• [Text passage]
Equalization Fund to fix flooding in Guava Walk
A section of the Guava Walk main road that was badly damaged during heavy rains in November.

MONTEGO BAY, St James - A resolution approved by the St James Municipal Corporation at a meeting recently has given Unity Hall residents hope that flooding problems caused by poor drain infrastructure on the Guava Walk main road may soon be resolved.

The corporation approved a resolution for roughly $30 million to be requested from the Equalization Fund to effect urgent works on the roadway after Councillor Dwight Crawford (Jamaica Labour Party, Spring Garden Division), moved the resolution at the meeting.

The Guava Walk main road, a parochial road, was damaged last November after a stationary front across Jamaica dumped heavy rains on the western end of the island causing flooding and damage to roads and other infrastructure.

Several houses were flooded during the heavy rainfall.

The community drains, though regularly cleaned, are said to have been a major cause of the flooding as they are far too small to effectively manage the volume of water coming off the hills.

“I rise to present a resolution seeking funding from the Equalization Fund to rehabilitate the Guava Walk parochial road and construct stormwater U-drains in that area of Unity Hall,” said Crawford, in moving the resolution.

The Equalization Fund was created in 1997 and is financed by 10 per cent of the money collected islandwide from property taxes. All the 13 municipal corporations are allocated a percentage of the fund to carry out critical infrastructure work in their various divisions.

CRAWFORD…seeking roughly $30m from the Equalization Fund to undertake repairs (Photo: Philp Lemonte)

Ninety-three-year-old Guava Walk resident Margret Asherton, who said she was severely traumatised during last November’s heavy rainfall, which damaged the road and flooded her house, said she is “not complaining” about the fact that the road hasn’t been fixed some eight months after the flooding. The elderly woman told the Jamaica Observer West that she believes it was the complaints of the residents that forced their political representatives to have delivered substandard infrastructural works during a similar event on the same road years ago.

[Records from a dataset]
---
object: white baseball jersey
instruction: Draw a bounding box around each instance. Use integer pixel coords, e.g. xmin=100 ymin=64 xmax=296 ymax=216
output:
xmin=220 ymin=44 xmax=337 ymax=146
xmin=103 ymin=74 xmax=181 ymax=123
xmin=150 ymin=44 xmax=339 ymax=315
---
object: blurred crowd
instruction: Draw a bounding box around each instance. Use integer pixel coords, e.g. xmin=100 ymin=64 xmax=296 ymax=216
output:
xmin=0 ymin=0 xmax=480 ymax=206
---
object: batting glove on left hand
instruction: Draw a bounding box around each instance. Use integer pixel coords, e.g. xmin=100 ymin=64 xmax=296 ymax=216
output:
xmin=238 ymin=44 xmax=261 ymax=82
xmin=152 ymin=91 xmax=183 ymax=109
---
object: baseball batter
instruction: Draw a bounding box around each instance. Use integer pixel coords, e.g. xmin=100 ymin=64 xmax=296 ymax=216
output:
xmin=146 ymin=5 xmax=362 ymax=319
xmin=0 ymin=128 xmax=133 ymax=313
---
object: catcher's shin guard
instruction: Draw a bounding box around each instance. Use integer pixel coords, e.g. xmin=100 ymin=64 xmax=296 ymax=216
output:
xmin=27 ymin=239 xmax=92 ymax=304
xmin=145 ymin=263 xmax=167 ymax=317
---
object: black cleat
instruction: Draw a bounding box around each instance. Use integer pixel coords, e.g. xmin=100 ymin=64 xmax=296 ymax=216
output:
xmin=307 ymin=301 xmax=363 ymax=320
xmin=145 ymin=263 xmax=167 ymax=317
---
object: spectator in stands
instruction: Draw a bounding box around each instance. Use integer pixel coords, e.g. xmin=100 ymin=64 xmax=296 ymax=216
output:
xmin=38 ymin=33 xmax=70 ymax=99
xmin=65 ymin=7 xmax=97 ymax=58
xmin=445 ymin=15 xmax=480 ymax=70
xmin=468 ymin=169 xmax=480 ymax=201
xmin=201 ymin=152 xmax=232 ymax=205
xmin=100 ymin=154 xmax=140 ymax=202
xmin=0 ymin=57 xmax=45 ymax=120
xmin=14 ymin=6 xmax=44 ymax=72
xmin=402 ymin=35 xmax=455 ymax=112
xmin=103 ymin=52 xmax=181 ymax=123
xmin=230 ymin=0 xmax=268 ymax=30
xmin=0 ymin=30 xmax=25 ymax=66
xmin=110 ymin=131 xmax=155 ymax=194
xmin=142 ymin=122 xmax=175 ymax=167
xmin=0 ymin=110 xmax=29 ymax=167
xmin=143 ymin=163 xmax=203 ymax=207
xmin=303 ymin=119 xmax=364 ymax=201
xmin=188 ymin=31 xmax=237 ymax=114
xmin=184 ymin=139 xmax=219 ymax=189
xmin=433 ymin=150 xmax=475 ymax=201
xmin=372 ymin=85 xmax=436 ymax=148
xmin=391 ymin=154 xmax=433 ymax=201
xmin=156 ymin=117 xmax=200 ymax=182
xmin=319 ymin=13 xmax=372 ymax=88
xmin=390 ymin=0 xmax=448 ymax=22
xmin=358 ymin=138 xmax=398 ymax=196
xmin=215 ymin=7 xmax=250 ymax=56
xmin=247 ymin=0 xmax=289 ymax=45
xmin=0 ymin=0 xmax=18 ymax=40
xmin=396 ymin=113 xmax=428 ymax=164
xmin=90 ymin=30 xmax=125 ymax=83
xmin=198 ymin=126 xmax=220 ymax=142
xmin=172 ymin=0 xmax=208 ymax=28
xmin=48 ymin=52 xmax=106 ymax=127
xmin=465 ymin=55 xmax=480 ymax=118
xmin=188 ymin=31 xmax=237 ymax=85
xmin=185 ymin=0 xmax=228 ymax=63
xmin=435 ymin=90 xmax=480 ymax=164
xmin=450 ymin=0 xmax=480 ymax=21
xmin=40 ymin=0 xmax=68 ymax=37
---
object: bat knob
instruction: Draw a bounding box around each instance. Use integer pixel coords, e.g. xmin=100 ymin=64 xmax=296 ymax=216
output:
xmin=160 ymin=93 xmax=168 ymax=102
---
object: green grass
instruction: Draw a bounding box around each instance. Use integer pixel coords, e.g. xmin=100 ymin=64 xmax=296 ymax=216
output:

• [What to do]
Please duplicate the Guava Walk flooding article from "The community drains, though" up to and including "moving the resolution.". None of the material is needed here.

• [Response to this exercise]
The community drains, though regularly cleaned, are said to have been a major cause of the flooding as they are far too small to effectively manage the volume of water coming off the hills.

“I rise to present a resolution seeking funding from the Equalization Fund to rehabilitate the Guava Walk parochial road and construct stormwater U-drains in that area of Unity Hall,” said Crawford, in moving the resolution.